Problem statement ▸ Reproduce all of the listing below without alteration.

◆ ◆ ◆

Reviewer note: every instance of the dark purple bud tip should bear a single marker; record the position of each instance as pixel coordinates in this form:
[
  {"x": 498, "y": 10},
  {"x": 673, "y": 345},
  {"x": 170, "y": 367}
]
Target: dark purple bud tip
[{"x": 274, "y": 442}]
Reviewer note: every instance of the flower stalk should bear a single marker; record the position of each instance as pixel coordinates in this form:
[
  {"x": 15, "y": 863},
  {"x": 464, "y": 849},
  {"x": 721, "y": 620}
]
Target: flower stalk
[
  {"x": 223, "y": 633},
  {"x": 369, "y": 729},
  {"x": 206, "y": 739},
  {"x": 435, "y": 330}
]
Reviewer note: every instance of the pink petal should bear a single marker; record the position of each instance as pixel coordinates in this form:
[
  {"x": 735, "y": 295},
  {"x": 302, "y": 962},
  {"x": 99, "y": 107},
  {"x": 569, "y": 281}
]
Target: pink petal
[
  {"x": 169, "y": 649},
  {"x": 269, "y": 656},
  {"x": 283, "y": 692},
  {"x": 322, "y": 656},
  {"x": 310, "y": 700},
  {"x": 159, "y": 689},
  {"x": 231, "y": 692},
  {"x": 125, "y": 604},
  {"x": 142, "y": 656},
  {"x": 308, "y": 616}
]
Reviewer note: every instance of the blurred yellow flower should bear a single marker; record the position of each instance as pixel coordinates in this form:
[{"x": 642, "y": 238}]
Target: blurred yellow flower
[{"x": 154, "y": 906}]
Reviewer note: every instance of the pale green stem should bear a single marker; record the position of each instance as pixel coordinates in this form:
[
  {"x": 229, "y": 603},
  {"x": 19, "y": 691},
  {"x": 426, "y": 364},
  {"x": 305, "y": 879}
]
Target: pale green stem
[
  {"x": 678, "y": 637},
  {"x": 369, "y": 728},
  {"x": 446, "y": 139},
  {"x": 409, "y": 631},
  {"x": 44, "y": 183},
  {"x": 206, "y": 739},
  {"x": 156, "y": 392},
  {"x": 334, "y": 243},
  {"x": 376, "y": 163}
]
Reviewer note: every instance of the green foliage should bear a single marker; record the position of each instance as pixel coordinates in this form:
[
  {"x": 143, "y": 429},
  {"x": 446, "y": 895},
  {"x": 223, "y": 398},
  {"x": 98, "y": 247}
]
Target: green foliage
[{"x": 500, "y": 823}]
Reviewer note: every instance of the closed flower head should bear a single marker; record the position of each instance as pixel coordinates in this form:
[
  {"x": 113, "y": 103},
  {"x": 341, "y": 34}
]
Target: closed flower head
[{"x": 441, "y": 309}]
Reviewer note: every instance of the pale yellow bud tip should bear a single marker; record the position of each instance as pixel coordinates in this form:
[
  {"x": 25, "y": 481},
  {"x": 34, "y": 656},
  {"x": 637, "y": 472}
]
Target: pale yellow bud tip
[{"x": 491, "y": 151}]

◆ ◆ ◆

The result ▸
Reviewer note: every instance of the dark purple bud tip should bear a single marker; record the position of each instance as pixel coordinates in this form:
[
  {"x": 498, "y": 10},
  {"x": 673, "y": 345},
  {"x": 170, "y": 367}
]
Target: dark purple bud tip
[{"x": 274, "y": 442}]
Reviewer note: every instance of the flower stalk should bear a single marker; record the position of each instance as pixel coordinates in this form:
[
  {"x": 15, "y": 863},
  {"x": 464, "y": 849},
  {"x": 721, "y": 620}
]
Target: flower stalk
[
  {"x": 223, "y": 633},
  {"x": 369, "y": 729},
  {"x": 206, "y": 739},
  {"x": 435, "y": 330}
]
Reviewer note: every instance of the pink petal should bear a single marker; record the position of each instance as pixel coordinates in this form:
[
  {"x": 735, "y": 295},
  {"x": 302, "y": 962},
  {"x": 99, "y": 107},
  {"x": 569, "y": 281}
]
Target: pink petal
[
  {"x": 169, "y": 649},
  {"x": 269, "y": 656},
  {"x": 283, "y": 692},
  {"x": 322, "y": 656},
  {"x": 310, "y": 700},
  {"x": 159, "y": 689},
  {"x": 231, "y": 692},
  {"x": 125, "y": 604},
  {"x": 142, "y": 656},
  {"x": 308, "y": 616}
]
Reviewer note: every instance of the blurred yellow flower should bear a single marker; record the position of each instance as pixel coordinates in this form:
[{"x": 642, "y": 238}]
Target: blurred yellow flower
[{"x": 154, "y": 906}]
Reviewer note: every instance of the pale green stem should bear a single marker; record the position of each instance as pixel coordinates in this form:
[
  {"x": 229, "y": 603},
  {"x": 19, "y": 691},
  {"x": 426, "y": 364},
  {"x": 305, "y": 879}
]
Target: pale green stem
[
  {"x": 678, "y": 637},
  {"x": 369, "y": 728},
  {"x": 446, "y": 139},
  {"x": 409, "y": 631},
  {"x": 44, "y": 183},
  {"x": 206, "y": 739},
  {"x": 156, "y": 392},
  {"x": 334, "y": 243},
  {"x": 376, "y": 163}
]
Reviewer note: every instance of the green foliage should bear a single marker; record the position of each instance as pixel coordinates in this form:
[
  {"x": 143, "y": 429},
  {"x": 446, "y": 895},
  {"x": 223, "y": 398},
  {"x": 98, "y": 247}
]
Target: green foliage
[{"x": 500, "y": 823}]
Reviewer note: every instance of the closed flower head should bear a single marker; record the position of each instance as pixel coordinates in this form:
[
  {"x": 113, "y": 103},
  {"x": 341, "y": 34}
]
Target: closed flower head
[{"x": 441, "y": 309}]
Reviewer note: every instance of the pale yellow bud tip should bear a single marker; record the position of each instance as pixel coordinates in this form:
[
  {"x": 25, "y": 481},
  {"x": 34, "y": 656},
  {"x": 637, "y": 472}
]
Target: pale yellow bud tip
[{"x": 491, "y": 151}]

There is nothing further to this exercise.